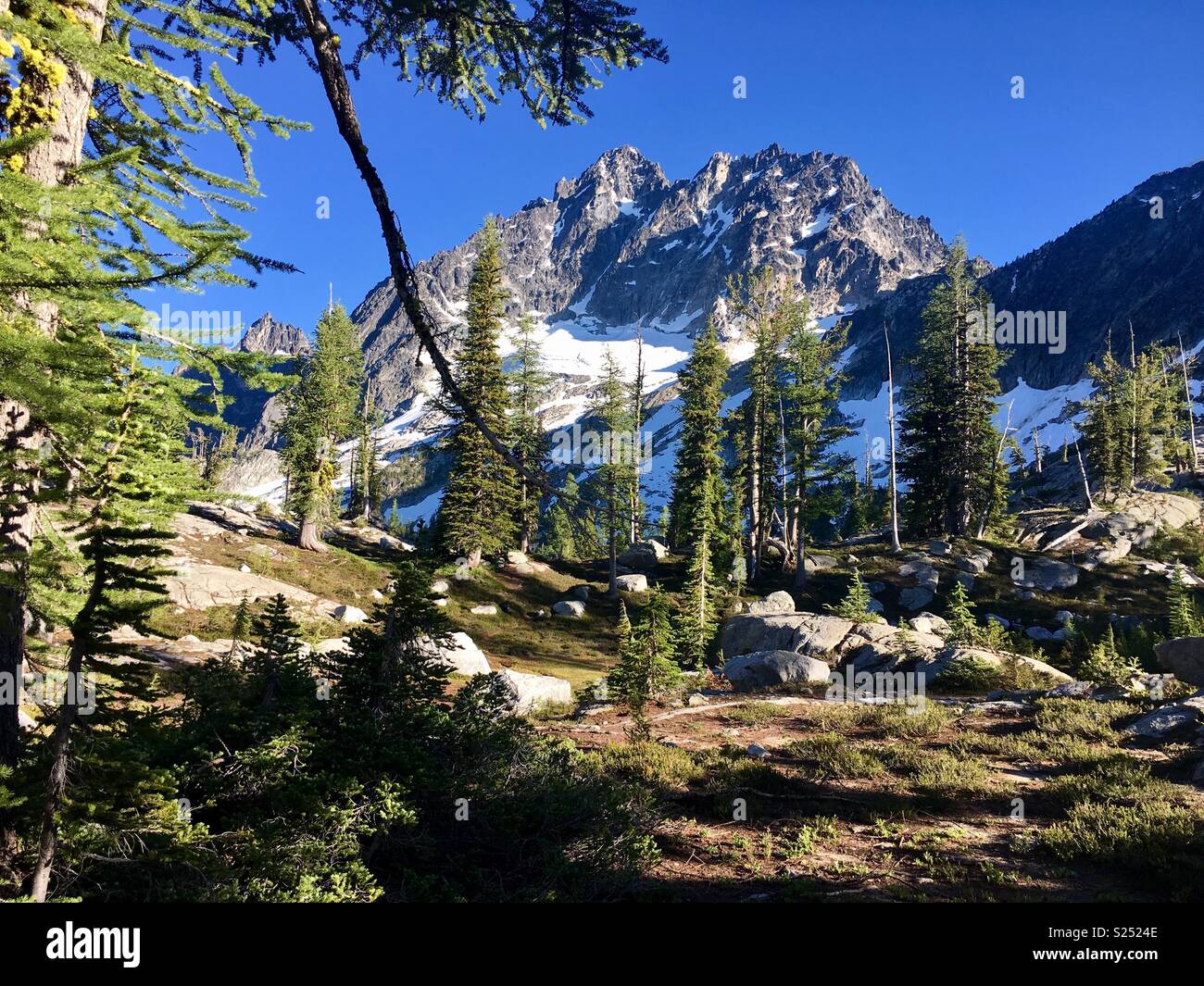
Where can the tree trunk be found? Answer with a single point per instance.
(309, 538)
(47, 161)
(890, 423)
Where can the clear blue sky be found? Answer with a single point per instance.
(916, 93)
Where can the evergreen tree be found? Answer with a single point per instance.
(530, 385)
(1107, 666)
(646, 668)
(755, 299)
(1185, 618)
(366, 484)
(963, 629)
(615, 469)
(696, 499)
(947, 436)
(477, 514)
(814, 424)
(856, 602)
(321, 412)
(277, 665)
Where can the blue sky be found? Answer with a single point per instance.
(918, 93)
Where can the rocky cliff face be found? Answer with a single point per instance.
(621, 253)
(621, 247)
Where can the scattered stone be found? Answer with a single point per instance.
(1169, 718)
(915, 597)
(1184, 657)
(636, 583)
(349, 614)
(819, 562)
(531, 693)
(767, 668)
(930, 622)
(1048, 574)
(1074, 690)
(460, 653)
(775, 602)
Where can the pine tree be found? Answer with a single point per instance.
(1107, 666)
(277, 664)
(697, 620)
(963, 629)
(947, 436)
(135, 477)
(365, 473)
(1185, 619)
(530, 385)
(856, 602)
(615, 469)
(754, 299)
(811, 392)
(477, 514)
(646, 668)
(696, 499)
(321, 412)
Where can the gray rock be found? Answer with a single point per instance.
(1184, 657)
(1048, 574)
(767, 668)
(775, 602)
(531, 693)
(930, 622)
(915, 597)
(458, 652)
(819, 562)
(1166, 721)
(349, 614)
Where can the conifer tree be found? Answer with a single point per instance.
(754, 297)
(615, 469)
(947, 436)
(135, 477)
(646, 668)
(696, 499)
(1184, 613)
(963, 629)
(856, 602)
(277, 665)
(477, 514)
(365, 473)
(810, 389)
(321, 412)
(530, 385)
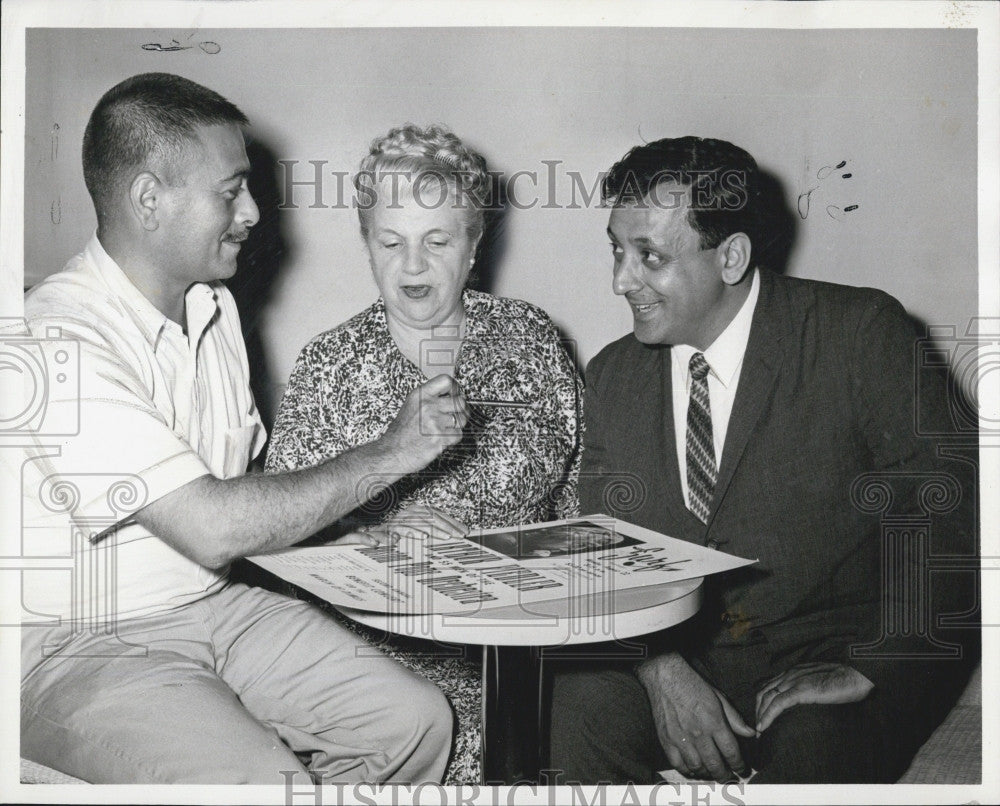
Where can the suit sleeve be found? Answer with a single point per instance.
(903, 413)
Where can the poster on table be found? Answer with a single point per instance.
(496, 567)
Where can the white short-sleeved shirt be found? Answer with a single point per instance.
(157, 409)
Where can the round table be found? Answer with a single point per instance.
(517, 640)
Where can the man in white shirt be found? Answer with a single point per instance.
(768, 416)
(145, 664)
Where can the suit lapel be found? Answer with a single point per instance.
(761, 363)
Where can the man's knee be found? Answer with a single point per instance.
(423, 710)
(825, 744)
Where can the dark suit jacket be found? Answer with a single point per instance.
(826, 396)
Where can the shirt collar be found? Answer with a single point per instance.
(725, 355)
(200, 301)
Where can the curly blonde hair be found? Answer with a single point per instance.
(425, 154)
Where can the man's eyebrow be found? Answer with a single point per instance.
(242, 173)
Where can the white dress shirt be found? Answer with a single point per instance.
(725, 359)
(157, 408)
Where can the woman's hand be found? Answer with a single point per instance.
(423, 521)
(432, 418)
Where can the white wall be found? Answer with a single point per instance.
(898, 105)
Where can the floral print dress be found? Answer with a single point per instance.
(513, 466)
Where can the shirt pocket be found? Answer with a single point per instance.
(239, 444)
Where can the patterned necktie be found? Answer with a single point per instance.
(700, 447)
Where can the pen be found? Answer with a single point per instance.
(506, 404)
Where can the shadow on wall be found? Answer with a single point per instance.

########################################

**Problem**
Repeat only the stretch of lines starting at the one containing "Where can the shirt collar" and running to the final line of the entries above.

**Answer to the task**
Where can the shirt collar be found? Answer with a single point per instance.
(725, 355)
(200, 301)
Where can the curly blonde hair be found? Answer with a single point per instance.
(425, 154)
Where can the man's eyebrow be found? Answer with a single point per instance.
(242, 173)
Where can the white dress shirt be found? Answer with a single point per instance.
(725, 359)
(157, 408)
Where can the woman's hand be found? Answer with a single point per instance.
(423, 521)
(432, 418)
Where can the white wall be found? Answer with a single point per instance.
(898, 105)
Where can the floral print dress be found? Answer with a single point per instance.
(513, 466)
Where can the shirt pocket be found? Answer with a single point per instance.
(239, 444)
Where can the patterned necktie be found? Answer with a single point per instance.
(700, 447)
Where can the pen be found? Answer with a single point per instance.
(506, 404)
Where can the shadow on wall be found? Answer with a single point per instance.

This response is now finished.